THE PROBLEM - Leave out the pictures and repeat the rest of the material exactly.

--

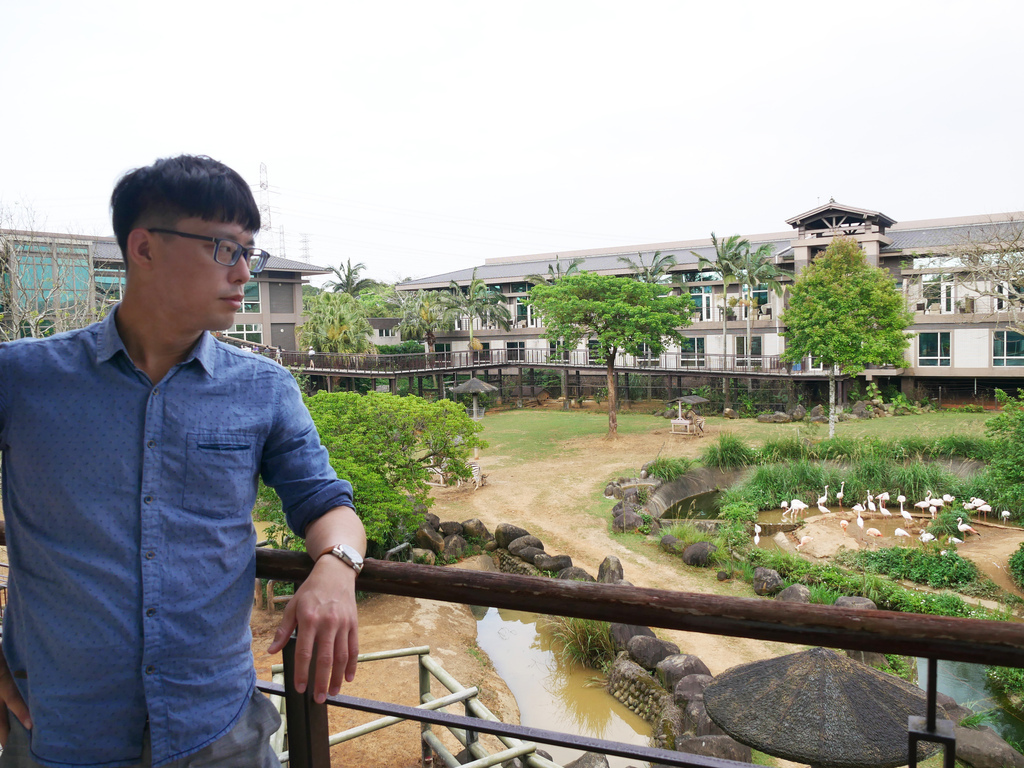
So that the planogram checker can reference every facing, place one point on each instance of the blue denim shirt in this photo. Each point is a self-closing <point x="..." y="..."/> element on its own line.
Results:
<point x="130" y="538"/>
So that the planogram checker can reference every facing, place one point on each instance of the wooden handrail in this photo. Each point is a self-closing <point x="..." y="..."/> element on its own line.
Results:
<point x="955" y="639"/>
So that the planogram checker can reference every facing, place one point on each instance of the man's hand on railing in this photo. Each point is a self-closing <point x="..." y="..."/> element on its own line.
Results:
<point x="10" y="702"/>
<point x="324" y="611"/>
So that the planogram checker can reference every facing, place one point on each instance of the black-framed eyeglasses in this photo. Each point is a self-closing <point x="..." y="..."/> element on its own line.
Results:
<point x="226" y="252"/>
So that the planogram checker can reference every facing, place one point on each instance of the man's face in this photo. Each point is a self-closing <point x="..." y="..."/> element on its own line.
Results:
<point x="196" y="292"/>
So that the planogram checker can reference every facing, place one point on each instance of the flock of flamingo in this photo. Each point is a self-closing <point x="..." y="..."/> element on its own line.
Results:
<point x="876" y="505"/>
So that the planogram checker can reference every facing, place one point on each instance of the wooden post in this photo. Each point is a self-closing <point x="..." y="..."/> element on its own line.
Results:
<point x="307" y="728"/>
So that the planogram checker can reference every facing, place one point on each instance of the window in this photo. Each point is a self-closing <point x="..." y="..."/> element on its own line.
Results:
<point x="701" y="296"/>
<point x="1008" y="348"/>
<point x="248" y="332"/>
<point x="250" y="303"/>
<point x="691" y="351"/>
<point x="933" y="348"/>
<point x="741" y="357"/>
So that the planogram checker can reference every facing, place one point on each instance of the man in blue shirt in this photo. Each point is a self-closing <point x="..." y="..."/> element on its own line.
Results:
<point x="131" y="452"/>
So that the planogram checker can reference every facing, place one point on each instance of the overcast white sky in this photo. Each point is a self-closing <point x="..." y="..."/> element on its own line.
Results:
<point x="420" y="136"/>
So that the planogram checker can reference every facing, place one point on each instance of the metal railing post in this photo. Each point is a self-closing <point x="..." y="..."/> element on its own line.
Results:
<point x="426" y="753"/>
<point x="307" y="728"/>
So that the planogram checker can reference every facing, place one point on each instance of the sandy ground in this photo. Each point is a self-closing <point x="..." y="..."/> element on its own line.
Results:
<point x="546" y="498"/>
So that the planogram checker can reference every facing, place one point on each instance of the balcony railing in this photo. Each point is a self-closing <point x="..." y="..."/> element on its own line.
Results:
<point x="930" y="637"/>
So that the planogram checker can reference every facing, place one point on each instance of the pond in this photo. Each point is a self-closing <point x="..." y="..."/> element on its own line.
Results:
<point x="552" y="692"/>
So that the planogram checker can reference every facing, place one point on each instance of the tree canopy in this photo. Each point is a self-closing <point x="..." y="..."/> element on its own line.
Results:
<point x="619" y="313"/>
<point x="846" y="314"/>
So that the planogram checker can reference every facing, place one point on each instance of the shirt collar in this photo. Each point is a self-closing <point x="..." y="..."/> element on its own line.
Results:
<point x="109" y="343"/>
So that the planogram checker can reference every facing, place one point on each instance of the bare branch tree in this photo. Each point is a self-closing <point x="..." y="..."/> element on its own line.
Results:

--

EXERCISE ANSWER -
So that the planogram checker can reference every facing, place one point on each instance of the blue denim shirt in this photo. Each point is a self-closing <point x="..." y="..."/> element on its own line.
Results:
<point x="130" y="538"/>
So that the planogram checker can reference every facing, place one point on each instance of the wooden handrail in this photo. Each point is a self-closing <point x="..." y="..."/> element on its own line.
Results:
<point x="955" y="639"/>
So that the planogram checker can reference every facing, place one point on each instance of the man's hand on railing in this photo. Each point is a self-closing <point x="..." y="..."/> element on its own line.
Results:
<point x="10" y="702"/>
<point x="324" y="611"/>
So that the planogram checker can reference every facing, place one point on each instance of the black-framed eyeglasses in this photo. Each point is a self-closing <point x="..." y="..."/> element on its own line.
Results:
<point x="226" y="252"/>
So that the planogram checker can reference every facing, place one point on each instance of the man's face in this photo. Each point is a self-closing <point x="..." y="..."/> element on its own line.
Results:
<point x="196" y="292"/>
So that the planogram checker can reference every facing, place one point on each instance of the flock of flamingo in this photo. Each point is a self-closing <point x="..." y="..."/> element on its own line.
Results:
<point x="876" y="505"/>
So that the planogram checker can reference every facing, place one point on each instance of the wooden post in this photo. Each point is a self-closing <point x="..." y="..."/> element on its own line.
Results:
<point x="307" y="728"/>
So that the planogram checker can reference every facing, place one point on each instance of the window in this photo. Each point is a self-closing <point x="..." y="..."/> element on its own line.
Results:
<point x="701" y="296"/>
<point x="1008" y="348"/>
<point x="248" y="332"/>
<point x="250" y="303"/>
<point x="691" y="351"/>
<point x="933" y="348"/>
<point x="741" y="357"/>
So that the planogram checker can reference every facing, place one point on each instance of the man in blue shirt in this photo. Each point is a self-closing <point x="..." y="..."/> element on its own line.
Results:
<point x="131" y="452"/>
So that the planogram checker can reference every facing, place one point on each instance of the overcast white sky in this photo. Each point is a self-closing <point x="..." y="..."/> element on its own line.
Results:
<point x="420" y="136"/>
So that the planogram checker can reference every facing, place one point on each instance of the metal railing post in this photo. Each point is a self-closing <point x="..." y="..."/> element on its own line.
Results:
<point x="426" y="753"/>
<point x="307" y="728"/>
So that the planogram checker can reference every facing, place one point on each instance of the sandy ground in this photo. Each point is a self-closing <point x="..." y="..."/> element on its own line.
Results:
<point x="546" y="498"/>
So that the planogram checker can reference every facing, place one point on each instance of the balcony railing in this photo. Each point is a self-closing <point x="..." y="..."/> element on its own line.
Results:
<point x="930" y="637"/>
So that the planogram checker can reference every facing, place one point on each instance of the pond in this photo. Each point is a self-closing <point x="..." y="..."/> element on its own line.
Results:
<point x="552" y="692"/>
So that the planogram checker can reference every facing, place one point on each instance of the tree canopy in this photo. Each point is a self-closing <point x="..." y="..."/> element on its own line.
Results:
<point x="619" y="313"/>
<point x="846" y="314"/>
So that the planogram checker can reference every facing, place one point on each instance of the shirt collar in this photo. Each point is a self-closing <point x="..." y="..."/> element on its own line.
Results:
<point x="109" y="343"/>
So that the planogram checker can reference every facing, place one point on each instance of the bare branch tree in this photo. Each point is a self-closing <point x="..." y="..."/> element on its own line.
Results:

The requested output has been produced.